## EXERCISE DETAILS
Rename "simplified polygon" to "reduced polygon" in every one of the records below, and leave all other text untouched.

==== RECORDS FOR PROCESSING ====

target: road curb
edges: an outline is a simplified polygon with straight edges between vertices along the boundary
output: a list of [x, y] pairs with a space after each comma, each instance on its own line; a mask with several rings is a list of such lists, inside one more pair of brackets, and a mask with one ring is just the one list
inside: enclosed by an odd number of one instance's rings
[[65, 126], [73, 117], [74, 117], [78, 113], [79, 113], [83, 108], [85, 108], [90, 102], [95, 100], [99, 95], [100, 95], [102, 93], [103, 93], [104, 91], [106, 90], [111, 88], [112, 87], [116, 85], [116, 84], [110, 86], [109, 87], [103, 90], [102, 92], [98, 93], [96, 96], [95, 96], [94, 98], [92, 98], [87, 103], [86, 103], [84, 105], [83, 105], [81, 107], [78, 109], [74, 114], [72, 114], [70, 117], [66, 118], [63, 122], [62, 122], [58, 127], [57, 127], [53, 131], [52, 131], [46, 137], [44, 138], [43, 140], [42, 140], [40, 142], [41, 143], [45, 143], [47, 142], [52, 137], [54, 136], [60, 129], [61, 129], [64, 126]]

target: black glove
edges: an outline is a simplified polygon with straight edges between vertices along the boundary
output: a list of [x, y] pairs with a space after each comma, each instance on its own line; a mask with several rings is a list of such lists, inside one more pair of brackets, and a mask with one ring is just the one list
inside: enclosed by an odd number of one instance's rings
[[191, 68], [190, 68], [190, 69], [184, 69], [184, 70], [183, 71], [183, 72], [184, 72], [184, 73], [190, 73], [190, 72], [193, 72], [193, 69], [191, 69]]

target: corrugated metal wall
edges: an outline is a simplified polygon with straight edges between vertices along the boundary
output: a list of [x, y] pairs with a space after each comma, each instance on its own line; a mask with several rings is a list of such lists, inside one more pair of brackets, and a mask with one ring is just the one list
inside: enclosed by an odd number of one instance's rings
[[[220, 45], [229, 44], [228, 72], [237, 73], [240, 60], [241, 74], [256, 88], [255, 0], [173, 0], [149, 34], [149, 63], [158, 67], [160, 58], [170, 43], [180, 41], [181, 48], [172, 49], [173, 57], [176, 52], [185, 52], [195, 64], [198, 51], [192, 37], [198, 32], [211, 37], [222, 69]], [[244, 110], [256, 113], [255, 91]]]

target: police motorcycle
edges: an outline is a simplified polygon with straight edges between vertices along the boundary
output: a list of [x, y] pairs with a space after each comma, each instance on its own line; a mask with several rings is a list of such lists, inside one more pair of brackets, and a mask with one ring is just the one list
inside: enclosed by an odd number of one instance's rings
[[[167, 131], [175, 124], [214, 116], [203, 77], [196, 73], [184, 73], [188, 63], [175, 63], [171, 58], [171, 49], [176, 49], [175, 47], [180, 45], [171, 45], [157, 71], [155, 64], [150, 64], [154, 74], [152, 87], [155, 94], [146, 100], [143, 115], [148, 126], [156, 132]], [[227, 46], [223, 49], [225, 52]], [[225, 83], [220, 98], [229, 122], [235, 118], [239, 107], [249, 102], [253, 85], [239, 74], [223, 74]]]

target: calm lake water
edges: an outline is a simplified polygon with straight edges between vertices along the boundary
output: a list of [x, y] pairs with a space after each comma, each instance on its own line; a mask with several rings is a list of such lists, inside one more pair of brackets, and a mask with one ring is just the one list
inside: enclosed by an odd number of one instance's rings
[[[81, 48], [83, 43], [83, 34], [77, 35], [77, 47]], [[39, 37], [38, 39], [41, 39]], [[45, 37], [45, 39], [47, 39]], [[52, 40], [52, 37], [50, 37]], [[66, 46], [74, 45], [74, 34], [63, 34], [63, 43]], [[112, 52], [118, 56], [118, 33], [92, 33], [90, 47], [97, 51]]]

====

## THE RESULT
target: road curb
edges: an outline is a reduced polygon with straight edges between vertices along the boundary
output: a list of [x, y] pairs with a space after each comma, each instance on its own line; a mask with several rings is a list of such lists, inside one more pair of brackets, and a mask with one ring is just the one list
inside: enclosed by an odd number of one instance's rings
[[65, 126], [73, 117], [74, 117], [78, 113], [79, 113], [83, 108], [85, 108], [90, 102], [95, 100], [99, 95], [100, 95], [102, 93], [103, 93], [104, 91], [106, 90], [111, 88], [112, 87], [116, 85], [116, 84], [110, 86], [109, 87], [103, 90], [102, 92], [98, 93], [96, 96], [95, 96], [94, 98], [92, 98], [87, 103], [86, 103], [84, 105], [83, 105], [81, 107], [78, 109], [74, 114], [72, 114], [70, 117], [66, 118], [63, 122], [62, 122], [58, 127], [57, 127], [53, 131], [52, 131], [46, 137], [44, 138], [43, 140], [42, 140], [40, 142], [41, 143], [45, 143], [47, 142], [52, 137], [54, 136], [60, 129], [61, 129], [64, 126]]

target: black glove
edges: an outline is a reduced polygon with straight edges between vertices along the boundary
output: a list of [x, y] pairs with a space after each comma, each instance on its own line; a mask with several rings is a list of such lists, inside one more pair of brackets, and a mask with one ring is just the one list
inside: enclosed by an odd number of one instance's rings
[[191, 68], [190, 68], [190, 69], [184, 69], [184, 70], [183, 71], [183, 72], [184, 72], [184, 73], [190, 73], [190, 72], [193, 72], [193, 69], [191, 69]]

target: corrugated metal wall
edges: an outline is a reduced polygon with straight edges between vertices along the boundary
output: a list of [x, y] pairs with a space after each comma, each instance on its own line; a mask with several rings is a list of such lists, inside one more pair of brackets, and a mask with one ring is just the one list
inside: enclosed by an odd number of one instance's rings
[[[220, 45], [229, 44], [228, 72], [237, 73], [240, 60], [241, 74], [256, 88], [255, 0], [173, 0], [149, 34], [149, 63], [158, 67], [160, 58], [170, 43], [180, 41], [181, 48], [172, 49], [173, 57], [176, 52], [185, 52], [195, 64], [198, 51], [192, 37], [198, 32], [211, 37], [222, 69]], [[244, 110], [256, 113], [255, 91]]]

target: police motorcycle
edges: an outline is a reduced polygon with straight edges between vertices along the boundary
output: a list of [x, y] pairs with a space after each comma, each instance on its own line; a mask with several rings is a list of such lists, inside one more pair of brackets, and a mask with one ring is just the one list
inside: enclosed by an odd number of one instance's rings
[[[167, 131], [175, 124], [214, 116], [203, 77], [196, 73], [184, 73], [188, 63], [175, 63], [171, 58], [171, 49], [176, 49], [175, 47], [180, 45], [171, 45], [157, 71], [155, 64], [150, 64], [154, 74], [152, 87], [155, 94], [146, 100], [143, 115], [148, 126], [156, 132]], [[227, 46], [223, 49], [225, 52]], [[225, 83], [220, 98], [229, 122], [235, 118], [239, 107], [249, 102], [253, 85], [239, 74], [223, 74]]]

target: calm lake water
edges: an outline is a reduced polygon with straight edges between vertices along the boundary
output: a list of [x, y] pairs with a space after each comma, each instance on its own line; a mask with several rings is a list of such lists, inside one more pair of brackets, and a mask with one ring is just the one list
inside: enclosed by an odd number of one instance's rings
[[[81, 48], [83, 43], [83, 34], [77, 35], [77, 47]], [[39, 37], [38, 39], [41, 39]], [[45, 37], [45, 39], [47, 39]], [[52, 40], [52, 37], [50, 37]], [[66, 46], [74, 45], [74, 34], [63, 34], [63, 43]], [[112, 52], [118, 56], [118, 33], [92, 33], [90, 47], [97, 51]]]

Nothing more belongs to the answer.